426 Селиванов Ф. Рассказы о философах
Федор Андреевич Селиванов





ФЕДОР СЕЛИВАНОВ







РАССКАЗЫ О ФИЛОСОФАХ



(ИЗДАНИЕ ВТОРОЕ)




КРАПИВА


Ничто не может заменить влияния личности учителя на молодую душу. В ней оставляет добрый след наставник благородный, чистый, честный, а черные пятна — человек жестокий, нечестный, дурной.

Прекрасно помню, как появился первый раз в аудитории, где сидели мы, первокурсники философского отделения Томского университета, Павел Васильевич Копнин. Молодой, высокий, худощавый, с красивым баритоном, слегка раскатистым. Лекция была по логике.

— Хотите, я докажу, что без логики нет счастья? — спросил Павел Васильевич. И построил немудрящий силлогизм, в котором я оставляю лишь две посылки:

_Без_знания_нет_счастья._

_Логика_дает_знания._

_Следовательно,_без_логики_нет_счастья._

Силлогизм нас сразил. Удивительно, но факт: я до сих пор нахожусь под обаянием этого простенького умозаключения и убежден, что логика необходима для счастья.

П.В. Копнин был приглашен в Томский университет заведовать кафедрой философии в 1947 г. Он окончил аспирантуру в Москве, защитил кандидатскую диссертацию.

Вместе с нами, бывшими десятиклассниками, учились те, кто прошел фронт, смотрел смерти в глаза, мужал в боях. Они были почти ровесниками учителя, который тоже служил в армии в годы войны, правда, в штабе: из-за плохого зрения и в боях не участвовал.

Послевоенные студенты — это особые студенты. Хватили лиха и мы, пацаны, но особенно — фронтовики. Последние, а за ними и мы, учились жадно, старались дойти своим умом до сути событий. Мы оценили ум, эрудицию, доброжелательность Павла Васильевича.

Он всегда был в окружении студентов и потому, что был нашим куратором, и потому, что вел основные курсы по специальности, и потому, что был общителен.

Я — староста группы и, естественно, мы виделись часто. Как-то позднее он объяснял интерес к студентам так:

— Студенты могут задать такие вопросы, до которых не всегда додумаются ученые.

Такое уважительное отношение к студенческим мыслям, взглядам, вопросам привилось и первым ученикам П.В. Копнина, многие из которых стали известными учеными.

На кафедре философии всегда толпились студенты, чего не увидишь сейчас. Раньше существовали другие, чем сейчас, отношения между студентами и преподавателями. Вероятно, их можно назвать дружескими, что не исключало почтительного отношения к наставникам. Дискуссии по проблемам, конференции, вечера были общими. Участие в спорах наравне с учеными университета помогало преодолеть догмы и стереотипы, распространенные в то время.

Мы поражались способности Павла Васильевича работать в любых условиях. И студентом, и потом, когда я работал преподавателем, видел повторяющуюся картину: на кафедре шум, а учитель читает или правит верстку своей статьи или книги, не замечая ничего вокруг. Нас восхищала его способность сосредоточиться.

Однажды Павел Васильевич пригласил коллег и студентов к себе встречать Новый год. Он жил тогда в домике, находящемся в университетской роще. Было весело, Павел Васильевич читал стихи А. Блока, которого очень любил. Потом стали играть в "бутылочку". И те, кому выпало поцеловать его жену, обаятельную и красивую блондинку, умирали от счастья и смущения, а хозяин смеялся. Пил он мало.
________________________________________
Задание 1: Соберите все строки записей, где встречается слово «path». Регистр учитывается.
Фрагмент и записи между собой никак не связаны.

[Исходные записи]
________________________________________
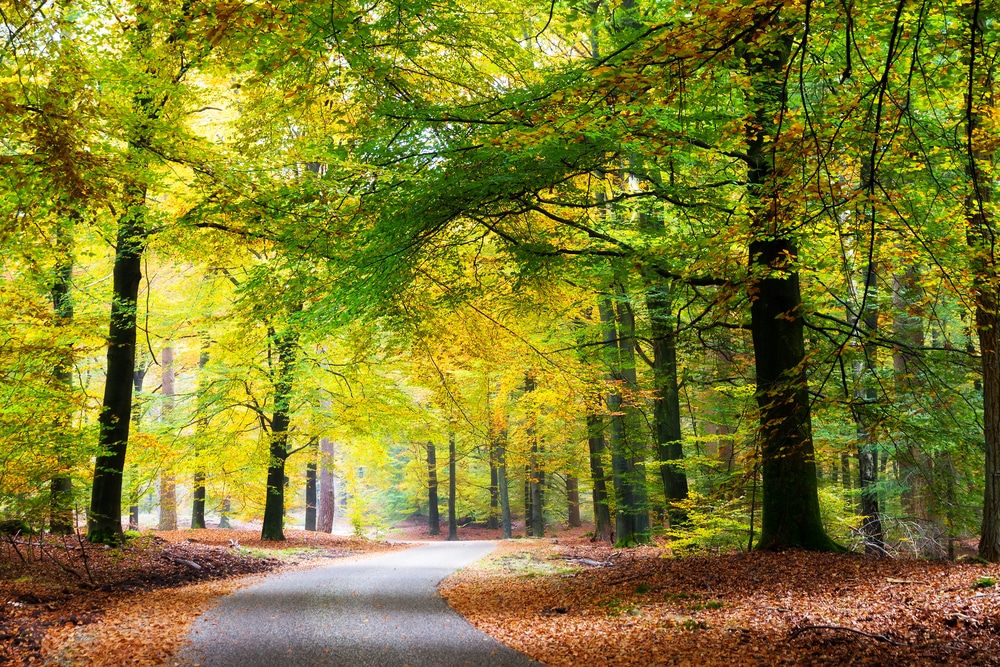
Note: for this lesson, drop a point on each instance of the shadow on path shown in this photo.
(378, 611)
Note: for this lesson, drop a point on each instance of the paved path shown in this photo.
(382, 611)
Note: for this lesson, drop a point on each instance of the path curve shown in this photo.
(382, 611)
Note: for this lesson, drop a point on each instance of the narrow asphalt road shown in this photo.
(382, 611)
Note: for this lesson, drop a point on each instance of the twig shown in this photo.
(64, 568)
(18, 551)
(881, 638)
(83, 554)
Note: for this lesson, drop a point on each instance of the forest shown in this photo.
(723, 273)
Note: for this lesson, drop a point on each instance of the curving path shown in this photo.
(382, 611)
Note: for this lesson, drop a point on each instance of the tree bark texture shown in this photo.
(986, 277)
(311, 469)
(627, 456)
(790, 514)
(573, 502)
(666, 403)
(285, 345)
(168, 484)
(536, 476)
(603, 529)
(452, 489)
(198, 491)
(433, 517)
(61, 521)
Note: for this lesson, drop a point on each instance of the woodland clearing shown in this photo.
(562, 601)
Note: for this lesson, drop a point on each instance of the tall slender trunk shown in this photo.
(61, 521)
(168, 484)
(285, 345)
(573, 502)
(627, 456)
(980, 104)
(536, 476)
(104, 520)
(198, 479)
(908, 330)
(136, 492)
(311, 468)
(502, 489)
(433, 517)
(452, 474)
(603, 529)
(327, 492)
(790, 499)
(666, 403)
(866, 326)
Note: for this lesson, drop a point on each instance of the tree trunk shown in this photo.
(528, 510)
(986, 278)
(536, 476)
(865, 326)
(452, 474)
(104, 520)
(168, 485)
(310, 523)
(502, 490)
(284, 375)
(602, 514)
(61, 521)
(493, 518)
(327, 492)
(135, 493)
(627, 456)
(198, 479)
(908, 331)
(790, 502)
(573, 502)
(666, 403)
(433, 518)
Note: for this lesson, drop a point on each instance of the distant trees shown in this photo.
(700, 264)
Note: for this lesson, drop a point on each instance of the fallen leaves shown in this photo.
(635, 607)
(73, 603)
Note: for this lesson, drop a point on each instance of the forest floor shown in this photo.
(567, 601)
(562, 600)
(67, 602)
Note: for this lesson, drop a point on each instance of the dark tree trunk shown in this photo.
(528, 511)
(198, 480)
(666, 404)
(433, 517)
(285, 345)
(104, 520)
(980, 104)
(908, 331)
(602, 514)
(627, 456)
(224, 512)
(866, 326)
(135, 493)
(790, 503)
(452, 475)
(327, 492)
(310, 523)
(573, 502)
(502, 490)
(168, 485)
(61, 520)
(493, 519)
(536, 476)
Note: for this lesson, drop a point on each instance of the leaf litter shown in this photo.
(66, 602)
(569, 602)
________________________________________
Задание 2: Подставьте «семинары» вместо «конференции» и приведите фрагмент, начиная с «На кафедре философии» и заканчивая «в то время.».

Результат задания 1:
Note: for this lesson, drop a point on each instance of the shadow on path shown in this photo.
Note: for this lesson, drop a point on each instance of the paved path shown in this photo.
Note: for this lesson, drop a point on each instance of the path curve shown in this photo.
Note: for this lesson, drop a point on each instance of the curving path shown in this photo.

Результат задания 2:
На кафедре философии всегда толпились студенты, чего не увидишь сейчас. Раньше существовали другие, чем сейчас, отношения между студентами и преподавателями. Вероятно, их можно назвать дружескими, что не исключало почтительного отношения к наставникам. Дискуссии по проблемам, семинары, вечера были общими. Участие в спорах наравне с учеными университета помогало преодолеть догмы и стереотипы, распространенные в то время.